**Work required:** The entries that follow should be repeated exactly, with no pictures kept.

[Point-per-instance localization data]
Start of Block
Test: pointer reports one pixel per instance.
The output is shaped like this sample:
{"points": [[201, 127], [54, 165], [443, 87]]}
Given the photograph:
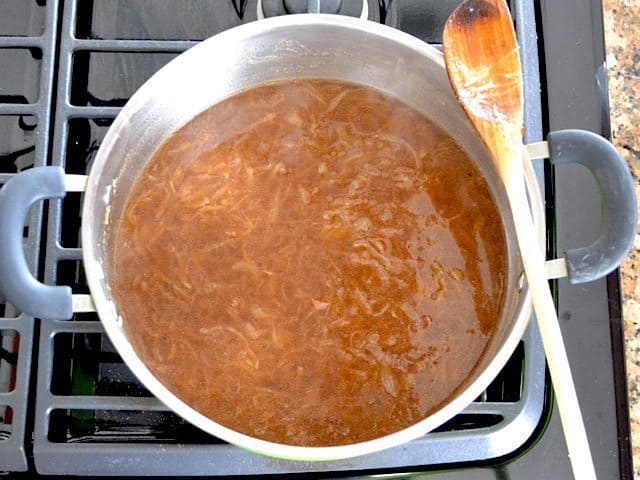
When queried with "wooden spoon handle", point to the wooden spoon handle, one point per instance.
{"points": [[570, 415]]}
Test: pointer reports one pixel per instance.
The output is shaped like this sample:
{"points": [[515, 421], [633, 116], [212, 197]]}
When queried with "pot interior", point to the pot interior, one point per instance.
{"points": [[342, 49]]}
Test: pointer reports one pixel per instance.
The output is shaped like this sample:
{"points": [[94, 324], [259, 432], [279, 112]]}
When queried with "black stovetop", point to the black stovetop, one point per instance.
{"points": [[75, 409]]}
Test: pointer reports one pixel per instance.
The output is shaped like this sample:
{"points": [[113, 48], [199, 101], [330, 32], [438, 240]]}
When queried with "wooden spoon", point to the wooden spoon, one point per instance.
{"points": [[483, 64]]}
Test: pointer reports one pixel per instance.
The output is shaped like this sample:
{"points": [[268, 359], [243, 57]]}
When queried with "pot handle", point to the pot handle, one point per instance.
{"points": [[618, 200], [17, 284]]}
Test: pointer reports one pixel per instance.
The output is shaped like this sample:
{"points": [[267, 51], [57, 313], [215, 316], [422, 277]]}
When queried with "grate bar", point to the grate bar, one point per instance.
{"points": [[22, 42], [19, 109], [80, 402], [67, 253], [75, 111], [507, 410], [65, 326], [142, 46]]}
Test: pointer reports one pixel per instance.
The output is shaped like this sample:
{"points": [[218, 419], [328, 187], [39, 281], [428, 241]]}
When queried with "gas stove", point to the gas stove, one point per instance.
{"points": [[70, 406]]}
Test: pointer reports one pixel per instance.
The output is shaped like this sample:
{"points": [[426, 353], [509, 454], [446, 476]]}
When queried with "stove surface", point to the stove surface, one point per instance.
{"points": [[84, 413]]}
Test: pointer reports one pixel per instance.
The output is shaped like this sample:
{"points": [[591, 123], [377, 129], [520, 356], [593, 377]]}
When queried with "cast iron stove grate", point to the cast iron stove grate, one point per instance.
{"points": [[27, 41], [92, 417]]}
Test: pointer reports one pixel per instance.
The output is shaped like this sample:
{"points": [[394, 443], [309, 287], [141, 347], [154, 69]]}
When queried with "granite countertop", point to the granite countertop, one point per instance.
{"points": [[622, 25]]}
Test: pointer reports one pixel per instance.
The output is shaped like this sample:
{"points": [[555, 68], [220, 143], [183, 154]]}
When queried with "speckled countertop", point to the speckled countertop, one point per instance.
{"points": [[622, 31]]}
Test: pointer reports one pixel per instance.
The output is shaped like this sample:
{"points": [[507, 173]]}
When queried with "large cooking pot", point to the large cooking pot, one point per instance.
{"points": [[295, 46]]}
End of Block
**Answer to this problem:**
Test: pointer reports one pixel per instance.
The output is shaped like this sample:
{"points": [[201, 127], [54, 165], [443, 87]]}
Given the photograph:
When queried with "wooden spoon handle", point to the wooden spoon handle, one point per instance.
{"points": [[570, 415]]}
Test: pointer reports one pixel per instance.
The output is shaped like this sample:
{"points": [[515, 421], [633, 116], [212, 197]]}
When queried with "pot interior", point to the pot interior, one point per instance.
{"points": [[342, 49]]}
Test: pointer reports one pixel per instance.
The output is shaped like this sample:
{"points": [[94, 324], [259, 432], [279, 112]]}
When queried with "black stovetop", point to the black stovetop, one point per instance.
{"points": [[75, 409]]}
Test: pointer reports one pixel per instance.
The output is shaped like this sample:
{"points": [[113, 48], [199, 101], [330, 32], [438, 240]]}
When queried with "wooden spoon", point to the wooden spoon, one point per instance.
{"points": [[483, 64]]}
Test: pointer reports one pixel per instance.
The output is shaped like this sample:
{"points": [[268, 359], [243, 57]]}
When queried with "pot handle", point to the pot handle, one point per instance.
{"points": [[618, 200], [17, 284]]}
Test: pointer reports one pixel per instance.
The output is shaped like this sample:
{"points": [[267, 51], [57, 313], [215, 316], [422, 277]]}
When queried with "grate bar", point to the grate bar, one point per instance.
{"points": [[22, 42], [19, 109], [80, 402], [67, 253], [75, 111], [507, 410], [65, 326], [142, 46]]}
Test: pointer reports one pixel per instance.
The output is shaped like this sample:
{"points": [[218, 419], [328, 187], [39, 281], [428, 241]]}
When queried with "gas stove", point to the gas stove, one point per instance.
{"points": [[70, 406]]}
Test: pointer reports one pixel per instance.
The output is shaped like this sample:
{"points": [[426, 353], [509, 454], [446, 476]]}
When queried with "stove surface", point to the stove surface, one point per instance.
{"points": [[84, 413]]}
Test: pointer reports one pixel per instance.
The output is shaped like this sample:
{"points": [[591, 123], [377, 129], [520, 356], [593, 377]]}
When queried with "cast iron stove grate", point to the cast iron stove grate, one point per instance.
{"points": [[27, 41], [92, 417]]}
Test: pointer reports one pixel per instance.
The output is shaped like this sample:
{"points": [[394, 443], [309, 287], [141, 347], [154, 69]]}
When queried with "granite countertop", point to the granite countertop, one point per instance.
{"points": [[622, 25]]}
Test: pointer reports one pixel per instance.
The output is shaped like this sample:
{"points": [[555, 68], [220, 143], [183, 154]]}
When queried with "speckled countertop", point to the speckled countertop, one point per instance.
{"points": [[622, 31]]}
Test: pointer reports one pixel per instance.
The output is shaped like this sample:
{"points": [[507, 173]]}
When queried with "large cooking pot", point to the large cooking pot, one point per instance.
{"points": [[295, 46]]}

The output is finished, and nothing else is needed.